___ EXTRACT ___
This repository corresponds to Taskography-API as described in Taskography: Evaluating robot task planning over large 3D scene graphs, presented at CoRL2021: project page, paper link. We provide support for the following:

• Hierarchical-Symbolic Graph Construction. The raw Gibson scene graph data is loaded from its .npz file format encoding before heuristically determining the scene's inter- and intra-layer connectivity structure.
• Task Sampling. Problem samplers for auto-generating PDDLGym domains of increasing complexity: Rearrangement(k), Courier(n,k), Lifted Rearrangement(k), Lifted Courier(n,k), as described in our paper. Task samplers are modifiable to the degree literal goal conjuctions (k) and stow capacity (n).
• Trajectory Sampling. Scripts for generating state-action trajectory datasets atop PDDLGym environments with your choice of PDDL planner; for purposes of training neurosymbolic learning-to-plan algorithms.
• Environment Wrappers. Gym environment wrappers enabling symbolic interaction with 3D scene graphs - in support of training online decision making algorithms and reinforcement learning methods.

We refer to the Instructions section for details on the basic and extended usage of our framework.

Setup

System Requirements

This repository has been primarily tested on Ubuntu 16.04, 18.04 and macOS Monterey with Python 3.7.

Installation

Install Docker as per these steps. We also recommend creating a virtual environment, e.g., with venv or anaconda3 before proceeding with the following installation commands.
___
■ WORK INSTRUCTION ■
Can you rewrite the Taskography-API description from "Install Docker as" up to and including "following installation commands.", substituting "Podman" for "Docker"?
___ GIVEN INFORMATION ___
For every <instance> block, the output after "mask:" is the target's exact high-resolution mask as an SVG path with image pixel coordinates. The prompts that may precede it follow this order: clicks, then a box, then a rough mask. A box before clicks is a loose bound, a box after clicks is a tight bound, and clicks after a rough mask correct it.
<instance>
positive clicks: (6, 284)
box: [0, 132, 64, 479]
___
■ RESULT BELOW ■
Install Podman as per these steps. We also recommend creating a virtual environment, e.g., with venv or anaconda3 before proceeding with the following installation commands.